(Excerpted passage)
The anthocyanins and other compounds found in cherries help reduce inflammation by stopping damage from free radicals. An added bonus? A small study of 11 people found that tart cherries may also help you sleep better and longer.
Cherries make great snacks. If you don’t like fussing with the pits, try looking for frozen cherries to add to your smoothies.
Don’t forget about a lunchbox favorite, the apple! A 2021 study looking at people with obesity found those who consumed Gala apples daily over a 6-week period showed decreased levels of C-reactive protein by 17%.
They also experienced decreased IL-6 and IL-17, which are often targeted by biologic therapies used to treat psoriasis and PsA. Apples were also shown to increase the total antioxidant capacity by almost 10%.
Additionally, apples contain soluble fiber, which is good for good bacteria in your gut. This may also help your intestinal lining overall.
Apples are easy to pack in a lunch or work bag and make a wonderful addition to many salads. You can also bake apples and top them with granola for a warm, comforting dessert.

(The data)
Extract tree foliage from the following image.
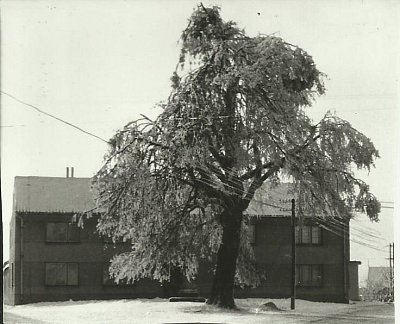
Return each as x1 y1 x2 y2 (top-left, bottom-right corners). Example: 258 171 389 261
93 5 380 304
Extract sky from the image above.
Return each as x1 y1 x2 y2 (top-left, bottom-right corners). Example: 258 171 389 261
1 0 400 281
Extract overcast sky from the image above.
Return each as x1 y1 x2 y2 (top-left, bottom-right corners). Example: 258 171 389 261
1 0 400 280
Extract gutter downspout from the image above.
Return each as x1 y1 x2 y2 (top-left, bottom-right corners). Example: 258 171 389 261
19 215 24 302
343 222 350 304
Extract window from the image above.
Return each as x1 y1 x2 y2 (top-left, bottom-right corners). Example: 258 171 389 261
46 262 79 286
46 223 79 242
249 224 256 244
296 264 322 287
103 263 133 286
295 225 322 244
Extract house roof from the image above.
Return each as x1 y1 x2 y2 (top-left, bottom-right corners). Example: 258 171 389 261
14 177 95 213
14 177 294 217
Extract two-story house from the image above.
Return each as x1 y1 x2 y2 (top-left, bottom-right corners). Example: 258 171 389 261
5 177 358 304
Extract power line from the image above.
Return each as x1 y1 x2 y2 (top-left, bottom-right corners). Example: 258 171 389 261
0 91 110 144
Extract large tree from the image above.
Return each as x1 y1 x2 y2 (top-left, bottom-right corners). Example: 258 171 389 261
93 5 380 308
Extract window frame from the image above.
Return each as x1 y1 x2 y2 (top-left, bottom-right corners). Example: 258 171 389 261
101 262 136 287
45 221 81 243
44 262 79 287
296 264 324 288
248 223 257 245
295 224 323 246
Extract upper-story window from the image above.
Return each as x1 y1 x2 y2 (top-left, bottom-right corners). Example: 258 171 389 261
295 225 322 244
46 222 79 242
249 224 256 244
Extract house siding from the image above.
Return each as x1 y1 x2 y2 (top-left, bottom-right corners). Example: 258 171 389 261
4 177 350 305
9 213 164 305
235 217 348 302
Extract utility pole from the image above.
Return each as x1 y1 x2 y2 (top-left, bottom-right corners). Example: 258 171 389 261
389 243 394 298
290 199 296 309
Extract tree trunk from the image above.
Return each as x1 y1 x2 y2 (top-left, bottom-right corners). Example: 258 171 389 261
207 208 243 309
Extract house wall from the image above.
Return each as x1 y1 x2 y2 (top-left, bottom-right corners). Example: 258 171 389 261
349 261 361 300
15 214 163 304
9 213 348 304
235 217 347 302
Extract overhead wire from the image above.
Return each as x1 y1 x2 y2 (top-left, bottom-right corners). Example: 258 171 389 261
0 91 110 144
0 91 394 251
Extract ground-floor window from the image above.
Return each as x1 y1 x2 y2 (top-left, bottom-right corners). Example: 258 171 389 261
296 264 322 286
103 262 134 286
45 262 79 286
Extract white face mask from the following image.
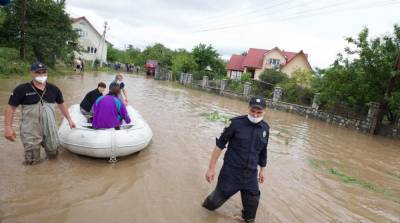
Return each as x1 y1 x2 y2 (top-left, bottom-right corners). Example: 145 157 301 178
247 114 263 124
35 76 47 84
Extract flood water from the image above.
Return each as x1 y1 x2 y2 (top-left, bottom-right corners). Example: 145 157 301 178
0 74 400 223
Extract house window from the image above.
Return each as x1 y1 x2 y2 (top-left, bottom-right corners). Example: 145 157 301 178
231 70 242 80
75 29 87 37
268 58 281 67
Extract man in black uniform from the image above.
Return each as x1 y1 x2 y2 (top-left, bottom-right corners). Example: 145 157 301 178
4 62 75 165
80 82 107 118
203 97 269 222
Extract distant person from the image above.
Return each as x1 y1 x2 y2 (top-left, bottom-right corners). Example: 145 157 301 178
94 59 100 70
203 97 269 223
92 83 131 129
74 58 82 71
110 74 128 105
80 59 85 72
4 62 75 165
80 82 107 119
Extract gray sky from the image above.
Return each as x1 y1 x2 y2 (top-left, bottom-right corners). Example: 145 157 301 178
67 0 400 68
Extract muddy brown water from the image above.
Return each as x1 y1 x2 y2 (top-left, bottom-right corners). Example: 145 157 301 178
0 73 400 223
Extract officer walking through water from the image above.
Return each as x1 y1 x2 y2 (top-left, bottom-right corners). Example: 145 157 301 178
4 62 75 165
203 97 269 222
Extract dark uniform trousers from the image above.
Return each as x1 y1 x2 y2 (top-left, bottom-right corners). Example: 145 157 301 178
203 164 260 220
203 116 269 221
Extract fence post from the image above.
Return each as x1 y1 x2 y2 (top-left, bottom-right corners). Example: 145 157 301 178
167 71 172 81
272 87 283 102
367 102 380 134
185 74 193 85
201 76 208 89
219 79 227 94
311 93 321 110
243 82 251 97
179 73 185 84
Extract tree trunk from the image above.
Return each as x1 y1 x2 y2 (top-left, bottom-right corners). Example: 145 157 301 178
374 59 400 134
19 0 26 59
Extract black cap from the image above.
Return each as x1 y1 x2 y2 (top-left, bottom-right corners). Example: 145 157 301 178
249 96 267 109
31 62 47 71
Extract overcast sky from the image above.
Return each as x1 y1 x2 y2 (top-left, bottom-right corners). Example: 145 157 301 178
67 0 400 68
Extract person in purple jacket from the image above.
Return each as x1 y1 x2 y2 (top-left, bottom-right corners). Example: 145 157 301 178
92 83 131 129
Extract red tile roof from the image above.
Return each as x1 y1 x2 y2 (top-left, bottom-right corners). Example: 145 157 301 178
71 16 112 45
227 47 308 71
227 55 246 71
243 48 268 68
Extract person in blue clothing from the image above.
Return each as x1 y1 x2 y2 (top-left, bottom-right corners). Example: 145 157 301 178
203 97 269 222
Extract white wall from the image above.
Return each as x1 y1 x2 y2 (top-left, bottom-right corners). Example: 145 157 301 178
72 19 107 62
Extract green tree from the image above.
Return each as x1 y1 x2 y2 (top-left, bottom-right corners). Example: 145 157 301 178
192 43 226 76
142 43 174 68
172 52 198 74
316 25 400 130
260 69 288 85
0 0 78 66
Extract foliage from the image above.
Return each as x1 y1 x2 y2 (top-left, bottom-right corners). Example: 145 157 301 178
280 78 314 105
313 25 400 123
0 0 78 66
240 72 252 82
0 47 30 76
192 43 226 75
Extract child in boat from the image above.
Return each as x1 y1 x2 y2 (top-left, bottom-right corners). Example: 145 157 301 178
92 83 131 129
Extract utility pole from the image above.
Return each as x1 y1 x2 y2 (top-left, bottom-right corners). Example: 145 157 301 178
100 21 108 67
19 0 26 59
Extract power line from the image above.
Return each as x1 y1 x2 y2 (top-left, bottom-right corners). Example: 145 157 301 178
193 0 400 33
194 0 293 27
191 0 350 32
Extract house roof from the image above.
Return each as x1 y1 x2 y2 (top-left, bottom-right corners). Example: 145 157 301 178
243 48 268 68
283 50 312 70
227 55 246 71
227 47 311 71
71 16 112 45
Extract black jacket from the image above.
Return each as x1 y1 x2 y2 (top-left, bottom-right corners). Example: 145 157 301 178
216 115 269 170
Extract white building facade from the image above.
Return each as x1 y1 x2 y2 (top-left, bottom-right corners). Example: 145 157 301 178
72 16 109 63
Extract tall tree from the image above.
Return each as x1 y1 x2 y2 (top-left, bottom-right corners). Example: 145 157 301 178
318 25 400 133
0 0 78 65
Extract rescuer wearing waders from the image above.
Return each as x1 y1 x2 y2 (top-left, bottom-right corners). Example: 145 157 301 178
4 62 75 165
203 97 269 222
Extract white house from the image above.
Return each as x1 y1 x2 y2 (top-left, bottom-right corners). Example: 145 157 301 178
72 16 110 63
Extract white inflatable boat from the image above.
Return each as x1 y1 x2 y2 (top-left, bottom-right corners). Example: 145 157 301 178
58 104 153 161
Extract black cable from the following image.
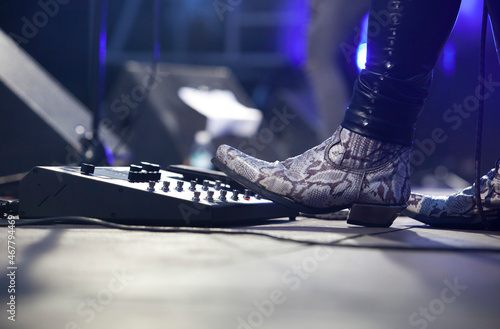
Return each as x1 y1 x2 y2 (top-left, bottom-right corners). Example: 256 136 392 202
474 2 491 229
0 216 500 253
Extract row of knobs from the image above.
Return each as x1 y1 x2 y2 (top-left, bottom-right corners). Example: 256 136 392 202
148 180 261 202
128 162 161 183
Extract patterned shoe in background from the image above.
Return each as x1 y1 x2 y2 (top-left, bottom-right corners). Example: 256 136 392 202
403 159 500 228
212 127 410 226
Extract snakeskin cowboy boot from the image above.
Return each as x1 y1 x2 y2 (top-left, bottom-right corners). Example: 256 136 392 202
403 159 500 229
212 0 460 226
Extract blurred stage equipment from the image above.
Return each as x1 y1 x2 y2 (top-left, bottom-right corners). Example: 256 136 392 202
105 62 262 165
0 30 127 177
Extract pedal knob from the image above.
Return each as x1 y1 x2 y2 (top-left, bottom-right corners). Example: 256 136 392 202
231 190 240 201
129 165 142 172
80 163 95 175
207 191 214 202
219 190 227 201
141 162 161 172
215 180 222 191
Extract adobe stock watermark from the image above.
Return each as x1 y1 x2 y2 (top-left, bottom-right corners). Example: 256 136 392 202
64 270 134 329
212 0 243 22
9 0 71 45
339 0 404 64
408 278 468 329
410 73 500 174
236 246 333 329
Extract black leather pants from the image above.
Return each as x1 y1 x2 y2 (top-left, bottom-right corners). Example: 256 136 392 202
342 0 462 145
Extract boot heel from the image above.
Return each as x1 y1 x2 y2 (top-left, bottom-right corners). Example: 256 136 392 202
347 204 406 227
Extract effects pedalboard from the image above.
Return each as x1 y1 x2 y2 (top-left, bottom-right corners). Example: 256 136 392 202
19 162 298 226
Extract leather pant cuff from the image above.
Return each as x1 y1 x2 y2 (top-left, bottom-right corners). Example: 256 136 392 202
342 70 432 146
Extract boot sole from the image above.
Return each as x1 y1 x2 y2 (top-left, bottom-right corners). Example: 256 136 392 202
212 157 406 227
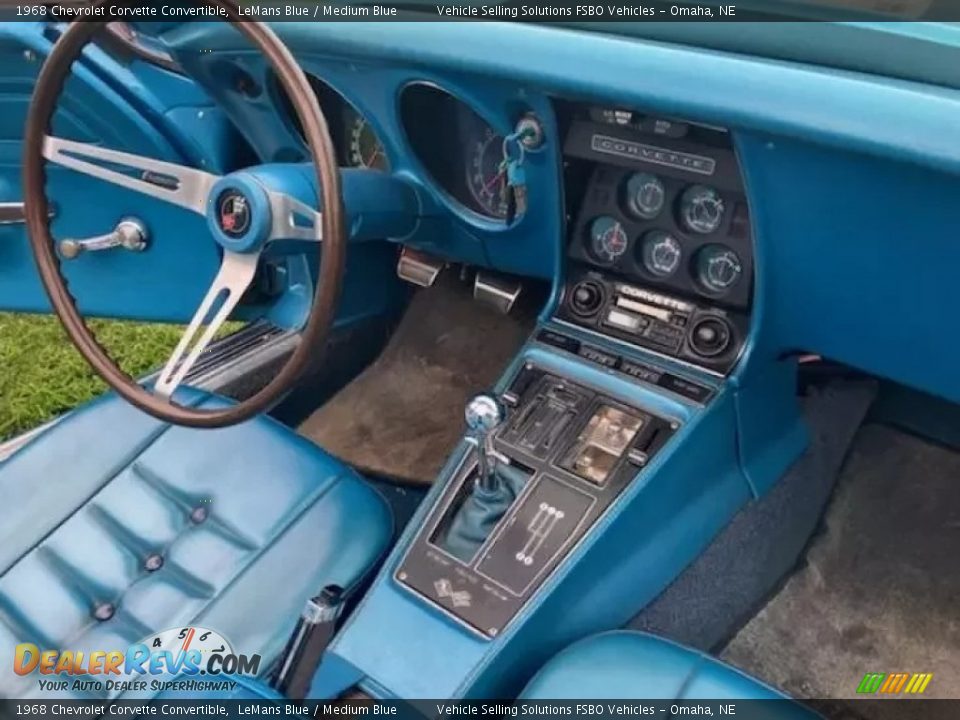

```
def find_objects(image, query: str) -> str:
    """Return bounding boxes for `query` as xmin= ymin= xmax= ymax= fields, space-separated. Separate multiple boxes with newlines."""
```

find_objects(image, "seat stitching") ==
xmin=0 ymin=425 xmax=170 ymax=580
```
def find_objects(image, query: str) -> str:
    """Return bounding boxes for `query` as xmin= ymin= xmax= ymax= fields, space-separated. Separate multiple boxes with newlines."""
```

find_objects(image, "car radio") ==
xmin=557 ymin=269 xmax=747 ymax=373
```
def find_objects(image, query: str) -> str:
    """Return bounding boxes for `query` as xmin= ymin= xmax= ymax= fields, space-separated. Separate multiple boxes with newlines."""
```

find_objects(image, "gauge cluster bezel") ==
xmin=568 ymin=165 xmax=753 ymax=308
xmin=564 ymin=115 xmax=754 ymax=309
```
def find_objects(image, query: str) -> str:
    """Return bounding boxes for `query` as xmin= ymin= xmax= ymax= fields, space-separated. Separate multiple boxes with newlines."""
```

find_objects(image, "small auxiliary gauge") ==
xmin=640 ymin=230 xmax=683 ymax=278
xmin=696 ymin=243 xmax=743 ymax=295
xmin=590 ymin=215 xmax=629 ymax=265
xmin=680 ymin=185 xmax=724 ymax=235
xmin=626 ymin=173 xmax=667 ymax=220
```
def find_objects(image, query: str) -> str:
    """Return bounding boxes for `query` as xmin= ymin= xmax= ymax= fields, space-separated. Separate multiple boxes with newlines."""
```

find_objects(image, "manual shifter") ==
xmin=464 ymin=393 xmax=507 ymax=492
xmin=440 ymin=393 xmax=530 ymax=564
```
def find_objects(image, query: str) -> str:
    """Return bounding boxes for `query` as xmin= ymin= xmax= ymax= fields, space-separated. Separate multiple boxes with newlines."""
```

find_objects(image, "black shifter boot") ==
xmin=441 ymin=465 xmax=530 ymax=563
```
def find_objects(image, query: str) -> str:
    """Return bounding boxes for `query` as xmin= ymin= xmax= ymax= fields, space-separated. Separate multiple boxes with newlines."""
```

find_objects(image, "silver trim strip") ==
xmin=43 ymin=135 xmax=220 ymax=215
xmin=153 ymin=250 xmax=260 ymax=398
xmin=590 ymin=134 xmax=717 ymax=176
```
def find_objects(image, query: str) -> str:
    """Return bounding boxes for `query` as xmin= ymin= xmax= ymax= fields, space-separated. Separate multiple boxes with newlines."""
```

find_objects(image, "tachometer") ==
xmin=467 ymin=127 xmax=507 ymax=218
xmin=347 ymin=113 xmax=390 ymax=170
xmin=590 ymin=215 xmax=629 ymax=264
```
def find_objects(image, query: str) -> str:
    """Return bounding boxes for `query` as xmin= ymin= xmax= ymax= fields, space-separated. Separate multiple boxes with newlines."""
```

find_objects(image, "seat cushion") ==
xmin=521 ymin=631 xmax=819 ymax=720
xmin=0 ymin=390 xmax=392 ymax=697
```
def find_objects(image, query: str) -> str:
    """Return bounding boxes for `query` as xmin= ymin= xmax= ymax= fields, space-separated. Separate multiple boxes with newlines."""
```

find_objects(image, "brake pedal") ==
xmin=397 ymin=246 xmax=446 ymax=287
xmin=473 ymin=270 xmax=523 ymax=315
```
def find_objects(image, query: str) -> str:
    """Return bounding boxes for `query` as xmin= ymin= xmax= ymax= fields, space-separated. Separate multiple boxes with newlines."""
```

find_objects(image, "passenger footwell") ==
xmin=299 ymin=273 xmax=534 ymax=484
xmin=722 ymin=425 xmax=960 ymax=720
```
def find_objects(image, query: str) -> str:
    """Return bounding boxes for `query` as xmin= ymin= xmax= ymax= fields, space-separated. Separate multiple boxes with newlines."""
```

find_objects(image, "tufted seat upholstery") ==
xmin=0 ymin=390 xmax=392 ymax=698
xmin=521 ymin=631 xmax=819 ymax=720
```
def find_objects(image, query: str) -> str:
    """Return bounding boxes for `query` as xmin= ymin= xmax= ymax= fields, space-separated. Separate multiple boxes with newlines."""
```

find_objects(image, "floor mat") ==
xmin=299 ymin=273 xmax=535 ymax=484
xmin=722 ymin=425 xmax=960 ymax=708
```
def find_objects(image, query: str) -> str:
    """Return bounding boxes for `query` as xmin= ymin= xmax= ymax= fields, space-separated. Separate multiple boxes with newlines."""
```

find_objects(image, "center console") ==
xmin=396 ymin=364 xmax=677 ymax=637
xmin=557 ymin=105 xmax=753 ymax=374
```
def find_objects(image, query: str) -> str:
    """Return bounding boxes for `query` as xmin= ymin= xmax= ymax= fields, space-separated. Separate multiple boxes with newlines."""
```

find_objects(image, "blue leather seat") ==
xmin=0 ymin=390 xmax=393 ymax=697
xmin=520 ymin=630 xmax=819 ymax=720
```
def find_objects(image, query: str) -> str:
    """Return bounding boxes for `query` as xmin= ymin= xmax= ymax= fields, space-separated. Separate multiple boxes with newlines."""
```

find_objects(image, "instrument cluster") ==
xmin=277 ymin=73 xmax=390 ymax=171
xmin=567 ymin=109 xmax=753 ymax=307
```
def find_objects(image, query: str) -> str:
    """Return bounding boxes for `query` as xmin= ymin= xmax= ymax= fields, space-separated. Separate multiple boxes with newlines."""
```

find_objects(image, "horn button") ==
xmin=207 ymin=173 xmax=273 ymax=253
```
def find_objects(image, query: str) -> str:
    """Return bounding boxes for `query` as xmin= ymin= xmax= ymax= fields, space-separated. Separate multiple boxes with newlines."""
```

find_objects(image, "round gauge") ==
xmin=627 ymin=173 xmax=667 ymax=220
xmin=348 ymin=114 xmax=390 ymax=170
xmin=590 ymin=215 xmax=628 ymax=263
xmin=140 ymin=625 xmax=233 ymax=667
xmin=696 ymin=244 xmax=743 ymax=295
xmin=680 ymin=185 xmax=724 ymax=235
xmin=640 ymin=230 xmax=683 ymax=278
xmin=467 ymin=127 xmax=507 ymax=218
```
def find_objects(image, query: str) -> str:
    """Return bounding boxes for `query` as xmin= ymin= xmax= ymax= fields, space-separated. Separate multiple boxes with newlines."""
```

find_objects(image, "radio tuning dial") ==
xmin=570 ymin=280 xmax=605 ymax=317
xmin=688 ymin=316 xmax=733 ymax=357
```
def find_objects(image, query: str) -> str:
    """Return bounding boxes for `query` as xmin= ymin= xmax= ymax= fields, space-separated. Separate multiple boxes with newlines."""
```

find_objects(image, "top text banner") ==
xmin=0 ymin=0 xmax=960 ymax=23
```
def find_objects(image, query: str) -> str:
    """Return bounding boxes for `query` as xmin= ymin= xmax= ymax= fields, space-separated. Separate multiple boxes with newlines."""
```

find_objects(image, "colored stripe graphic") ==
xmin=857 ymin=673 xmax=887 ymax=693
xmin=857 ymin=673 xmax=933 ymax=695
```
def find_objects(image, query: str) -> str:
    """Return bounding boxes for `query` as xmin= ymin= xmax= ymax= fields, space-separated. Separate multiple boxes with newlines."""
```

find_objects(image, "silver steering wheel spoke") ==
xmin=43 ymin=135 xmax=220 ymax=215
xmin=153 ymin=250 xmax=260 ymax=400
xmin=267 ymin=190 xmax=323 ymax=242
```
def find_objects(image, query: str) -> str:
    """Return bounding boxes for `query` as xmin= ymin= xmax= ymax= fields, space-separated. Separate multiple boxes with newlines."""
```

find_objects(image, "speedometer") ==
xmin=467 ymin=127 xmax=507 ymax=218
xmin=347 ymin=113 xmax=390 ymax=170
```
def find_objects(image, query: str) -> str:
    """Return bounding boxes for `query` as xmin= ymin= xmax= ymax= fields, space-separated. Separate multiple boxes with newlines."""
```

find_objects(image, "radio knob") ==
xmin=688 ymin=316 xmax=733 ymax=357
xmin=570 ymin=280 xmax=606 ymax=317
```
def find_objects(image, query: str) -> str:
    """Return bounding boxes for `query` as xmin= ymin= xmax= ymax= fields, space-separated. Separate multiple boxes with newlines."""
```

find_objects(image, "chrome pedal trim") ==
xmin=397 ymin=247 xmax=446 ymax=287
xmin=473 ymin=270 xmax=523 ymax=315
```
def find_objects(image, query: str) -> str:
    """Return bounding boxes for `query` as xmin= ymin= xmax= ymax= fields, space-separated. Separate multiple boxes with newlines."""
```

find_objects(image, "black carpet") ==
xmin=722 ymin=425 xmax=960 ymax=720
xmin=299 ymin=272 xmax=535 ymax=484
xmin=630 ymin=380 xmax=876 ymax=656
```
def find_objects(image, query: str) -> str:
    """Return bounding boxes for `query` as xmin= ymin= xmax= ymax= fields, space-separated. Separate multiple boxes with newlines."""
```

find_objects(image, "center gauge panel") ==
xmin=558 ymin=105 xmax=754 ymax=373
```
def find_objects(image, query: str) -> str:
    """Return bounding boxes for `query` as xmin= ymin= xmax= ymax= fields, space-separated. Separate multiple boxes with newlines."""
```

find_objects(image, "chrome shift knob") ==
xmin=463 ymin=393 xmax=507 ymax=435
xmin=464 ymin=393 xmax=507 ymax=489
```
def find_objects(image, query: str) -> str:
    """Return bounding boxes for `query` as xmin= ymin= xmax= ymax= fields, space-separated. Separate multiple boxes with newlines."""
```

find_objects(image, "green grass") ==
xmin=0 ymin=313 xmax=183 ymax=440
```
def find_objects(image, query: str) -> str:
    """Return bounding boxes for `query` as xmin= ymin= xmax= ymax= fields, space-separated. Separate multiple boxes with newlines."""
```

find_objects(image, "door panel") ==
xmin=0 ymin=23 xmax=237 ymax=321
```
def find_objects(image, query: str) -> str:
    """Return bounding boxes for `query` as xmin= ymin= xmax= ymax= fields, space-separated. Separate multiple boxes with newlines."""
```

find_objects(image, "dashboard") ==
xmin=266 ymin=61 xmax=753 ymax=374
xmin=558 ymin=103 xmax=753 ymax=373
xmin=174 ymin=22 xmax=960 ymax=400
xmin=275 ymin=73 xmax=532 ymax=221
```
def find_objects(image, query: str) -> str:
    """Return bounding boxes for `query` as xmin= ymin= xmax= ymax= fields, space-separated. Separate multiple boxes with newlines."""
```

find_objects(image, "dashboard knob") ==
xmin=570 ymin=280 xmax=606 ymax=317
xmin=688 ymin=316 xmax=733 ymax=357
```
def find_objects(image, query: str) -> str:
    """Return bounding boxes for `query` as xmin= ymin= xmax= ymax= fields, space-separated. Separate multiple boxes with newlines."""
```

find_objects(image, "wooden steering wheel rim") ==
xmin=23 ymin=5 xmax=347 ymax=428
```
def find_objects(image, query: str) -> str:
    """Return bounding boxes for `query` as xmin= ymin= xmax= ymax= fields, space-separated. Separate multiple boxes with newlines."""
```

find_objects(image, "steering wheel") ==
xmin=23 ymin=0 xmax=347 ymax=428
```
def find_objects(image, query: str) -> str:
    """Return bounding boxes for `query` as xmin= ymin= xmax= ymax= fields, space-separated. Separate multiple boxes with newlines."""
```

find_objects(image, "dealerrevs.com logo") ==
xmin=13 ymin=626 xmax=260 ymax=695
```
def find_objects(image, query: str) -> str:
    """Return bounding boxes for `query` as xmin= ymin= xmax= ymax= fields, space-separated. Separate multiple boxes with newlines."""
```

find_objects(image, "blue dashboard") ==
xmin=159 ymin=23 xmax=960 ymax=400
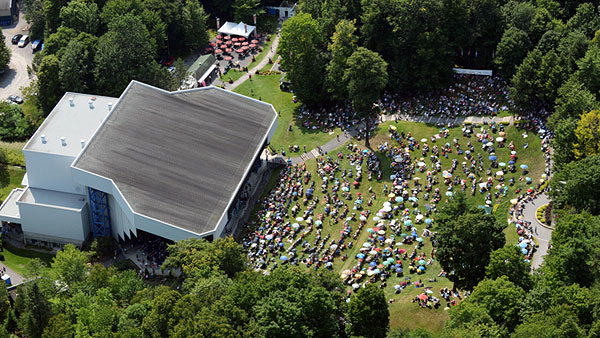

(Work request 1)
Using the passage on cherries and apples, say whether each statement agrees with it: (a) a study of 11 people found that tart cherries may help people sleep better and longer; (b) the Gala apple study ran over a 12-week period; (c) apples were shown to raise total antioxidant capacity by almost 10%. Answer yes or no for each and quote the deciding words.
(Work request 2)
Please carry on the passage on cherries and apples, starting after its last sentence.
The material comes from a different source than the text.

(Final answer 1)
(a) Yes: "A small study of 11 people found that tart cherries may also help you sleep better and longer."
(b) No: "those who consumed Gala apples daily over a 6-week period"
(c) Yes: "Apples were also shown to increase the total antioxidant capacity by almost 10%."

(Final answer 2)
Blueberries are often lauded as one of the most anti-inflammatory foods you can eat. The compounds that give blueberries their signature hue act as antioxidants to reduce inflammation. Studies indicate that eating blueberries may help to:
Blueberries are a great topping for yogurt, smoothies, or cereal and can also be added to salads. You can also try rolling blueberries in your favorite Greek yogurt and then freezing them on parchment paper for a healthy cold snack.
Much has been said about the health benefits of wine, but remember, all wine starts as grapes. Grapes, whether green, red, purple, or black, all contain antioxidants and polyphenols. Red and black grapes also have resveratrol, the compound found in wine that helps the cardiovascular system.
Resveratrol acts on the same targets that nonsteroidal anti-inflammatory medications do. Grapes were also found to improve IL-10 and increase nitric oxide synthase, which helps blood pressure. There’s ongoing research into how resveratrol and other compounds found in grapes may improve arthritis and other diseases.
Grapes are a beautiful addition to a cheese board or can be laid out casually for a healthy, easy, and sweet end to dinner. Try freezing some grapes in a sandwich bag for an edible ice pack that is TSA-friendly at the airport!
Yes, avocados are a fruit. These popular toast toppers are anti-inflammatory powerhouses.
Unlike other fruits, avocados provide plenty of monounsaturated fats (the healthy kind of fat) and vitamin E, as well as fiber. Research shows that the nutrients in avocados can counteract the damage done by unhealthy foods that you eat at the same time. Vitamin E has powerful anti-inflammatory effects.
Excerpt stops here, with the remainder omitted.